§ İstenen Görev: Bregenz Festivali'ni anlatan yazıyı, son cümlesinin ardından gelecek bölümü yazarak devam ettirin.

§ Yazı:
▬▬▬▬▬▬▬▬▬▬

11 Eylül 2012 Salı

Operanın "Aşıp" Gerçekdışı Olduğu An: Bregenz Festivali


Hayallerini piyangodan para çıkmasına gerek duymadan gerçekleştirmek için adım atabilen cesur insanlar vardır… O adım ki; basit olduğu kadar karmaşıktır da. Aslında o kadar da zor olmadığına ikna olduğunuzda, güzel olanı bunu paylaşabilmektir ki; başkasının hayaline ortak olacak bir yandaş, bir “canan” bulmanın da en az hayaller kadar yakın ve uzak olduğunu kavrarsınız…! Aşağıdaki yazı, tüm bu zorlukları aşıp, gerçek olmuş bir hayalin öyküsüdür… Bu hayal kadar da sıra dışı bir sanat olayının iyi niyetle ve son derece alçak yüreklilikle yapılmaya çalışılmış bir tasviridir.

▬▬▬▬▬▬▬▬▬▬

§ Veri Kayıtları:

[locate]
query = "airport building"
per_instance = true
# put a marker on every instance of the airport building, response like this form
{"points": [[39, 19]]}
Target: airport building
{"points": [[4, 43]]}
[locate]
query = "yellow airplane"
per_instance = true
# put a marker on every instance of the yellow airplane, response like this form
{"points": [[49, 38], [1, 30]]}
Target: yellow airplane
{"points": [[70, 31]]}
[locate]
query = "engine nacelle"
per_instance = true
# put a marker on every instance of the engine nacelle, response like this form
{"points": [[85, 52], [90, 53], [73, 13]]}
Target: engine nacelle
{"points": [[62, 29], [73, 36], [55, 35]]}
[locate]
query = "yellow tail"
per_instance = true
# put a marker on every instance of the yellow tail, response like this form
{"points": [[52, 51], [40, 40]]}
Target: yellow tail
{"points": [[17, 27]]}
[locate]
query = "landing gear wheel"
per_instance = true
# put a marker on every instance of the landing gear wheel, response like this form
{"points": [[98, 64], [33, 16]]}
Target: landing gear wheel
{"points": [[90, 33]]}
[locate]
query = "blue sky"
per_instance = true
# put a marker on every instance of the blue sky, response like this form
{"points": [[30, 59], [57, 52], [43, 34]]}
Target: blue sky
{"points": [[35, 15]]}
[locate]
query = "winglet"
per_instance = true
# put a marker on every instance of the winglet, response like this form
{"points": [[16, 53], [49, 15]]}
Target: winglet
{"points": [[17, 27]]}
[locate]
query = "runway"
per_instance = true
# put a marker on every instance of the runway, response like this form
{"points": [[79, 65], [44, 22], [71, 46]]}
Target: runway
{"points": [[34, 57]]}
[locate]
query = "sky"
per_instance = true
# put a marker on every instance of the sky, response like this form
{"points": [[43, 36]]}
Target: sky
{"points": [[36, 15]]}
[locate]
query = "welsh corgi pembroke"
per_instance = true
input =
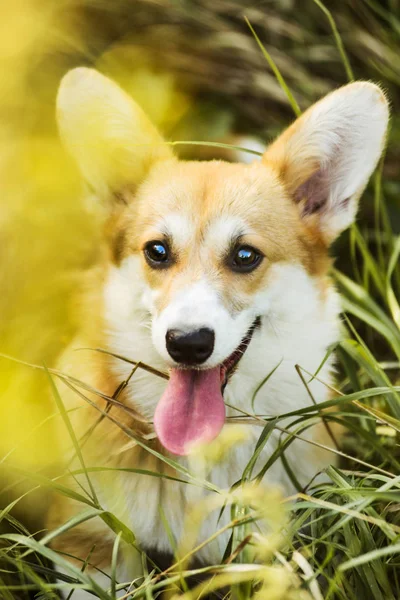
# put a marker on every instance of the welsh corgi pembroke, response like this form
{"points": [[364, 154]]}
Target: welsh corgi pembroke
{"points": [[215, 274]]}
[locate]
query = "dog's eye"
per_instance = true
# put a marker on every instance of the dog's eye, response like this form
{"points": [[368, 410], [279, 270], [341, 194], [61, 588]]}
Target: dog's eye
{"points": [[245, 259], [156, 253]]}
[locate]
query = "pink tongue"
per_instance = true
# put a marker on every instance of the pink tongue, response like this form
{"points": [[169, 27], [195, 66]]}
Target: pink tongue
{"points": [[190, 410]]}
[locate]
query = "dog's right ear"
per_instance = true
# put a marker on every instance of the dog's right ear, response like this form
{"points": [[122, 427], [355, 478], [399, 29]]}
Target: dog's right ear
{"points": [[107, 133]]}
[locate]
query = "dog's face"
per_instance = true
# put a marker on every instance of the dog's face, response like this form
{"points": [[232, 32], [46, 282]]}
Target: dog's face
{"points": [[208, 240]]}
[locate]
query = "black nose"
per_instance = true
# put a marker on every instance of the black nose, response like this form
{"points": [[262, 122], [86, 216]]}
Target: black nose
{"points": [[190, 348]]}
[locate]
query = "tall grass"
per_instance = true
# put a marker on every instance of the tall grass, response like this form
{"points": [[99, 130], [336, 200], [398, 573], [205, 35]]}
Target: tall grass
{"points": [[339, 540]]}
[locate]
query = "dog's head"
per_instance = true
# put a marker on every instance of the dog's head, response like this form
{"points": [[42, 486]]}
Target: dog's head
{"points": [[208, 238]]}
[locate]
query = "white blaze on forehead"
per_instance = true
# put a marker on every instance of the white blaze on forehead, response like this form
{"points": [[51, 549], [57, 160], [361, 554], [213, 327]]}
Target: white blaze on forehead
{"points": [[223, 230]]}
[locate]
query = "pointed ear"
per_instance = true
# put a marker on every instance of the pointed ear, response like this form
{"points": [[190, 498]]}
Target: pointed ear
{"points": [[326, 157], [107, 133]]}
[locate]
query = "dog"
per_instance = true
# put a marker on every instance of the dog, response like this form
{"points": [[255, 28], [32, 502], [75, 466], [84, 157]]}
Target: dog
{"points": [[215, 275]]}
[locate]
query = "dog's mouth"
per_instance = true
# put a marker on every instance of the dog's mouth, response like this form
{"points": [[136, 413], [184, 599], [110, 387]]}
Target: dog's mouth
{"points": [[229, 365], [192, 408]]}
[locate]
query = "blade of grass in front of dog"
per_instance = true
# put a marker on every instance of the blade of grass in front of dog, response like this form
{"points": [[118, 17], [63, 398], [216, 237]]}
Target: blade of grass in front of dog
{"points": [[391, 296], [214, 145], [370, 556], [263, 382], [275, 70], [338, 39], [68, 424], [58, 560], [114, 565]]}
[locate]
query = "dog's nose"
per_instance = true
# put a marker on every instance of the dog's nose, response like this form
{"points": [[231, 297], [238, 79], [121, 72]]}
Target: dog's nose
{"points": [[190, 348]]}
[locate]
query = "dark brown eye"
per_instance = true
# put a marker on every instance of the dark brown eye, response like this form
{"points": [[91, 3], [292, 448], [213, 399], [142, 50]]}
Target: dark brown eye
{"points": [[244, 259], [157, 254]]}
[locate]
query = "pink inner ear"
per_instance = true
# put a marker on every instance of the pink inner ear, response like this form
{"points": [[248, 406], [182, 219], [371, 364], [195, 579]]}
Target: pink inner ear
{"points": [[315, 191]]}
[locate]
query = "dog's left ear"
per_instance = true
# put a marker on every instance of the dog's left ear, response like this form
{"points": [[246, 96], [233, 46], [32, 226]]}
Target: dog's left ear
{"points": [[326, 156], [111, 139]]}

▬▬▬▬▬▬▬▬▬▬

§ Yanıt:
Konstanz… Almanya, İsviçre ve Avusturya arasında, 536km2’lik yüzölçümüyle, Avrupa’nın üçüncü büyük gölü. Ne uzunluğu, ne eni, ne de en derin yeri ilgilendiriyor bizi… Çünkü Konstanz Gölü bizim için sadece hayalimizin “sahnesi”… Evet, birazdan gerçekten de her şey burada sahne alacak. Bize sadece, ağzımız açık kalarak ve şaşkınca, inanmaz gözlerle birbirimize bakmak kalacak. Aslında ta 1946 yılından beri burada düzenlenen opera festivalinin dünyaca “iyice” ünlenmesi, 22. James Bond filmi olan “Quantum of Solace”ta, bir “Tosca” performansından bol bol sahneler gösterilmesiyle oluyor(2008). Filmde gördüğüm, gölün üzerinde kurulmuş sahne ve 7000 kişi kapasiteli, kara üzerine kurulmuş Açıkhava tiyatrosu, bu festivali “ölmeden önce yapılması gereken 100 şey” adlı listemin en baş sıralarına yerleştirmeye yetiyor…
Karşımdaki olağanüstü dekora baktığım zaman, hikayeyi bir puzzle gibi kurmaya başlıyorum kafamda: Karaköy… Bankalar Yokuşunu çıkarken sağdaki ilk sokakta bulunan Saint Pierre Hanı. İstanbul’un kendi halinde çürümeye, kendi halinde kaderine; yok olmaya bırakılmış taş yapılarından bir tanesi… Tüm bu tüketilmişliğin eşiğinde aradığım şeyi buluyorum: Bir tabela! Üzerinde zar zor okunan ve Fransızca olarak yazılmış bir satır; “André Chenier 30 Ekim 1762’de bu binada doğmuştur”.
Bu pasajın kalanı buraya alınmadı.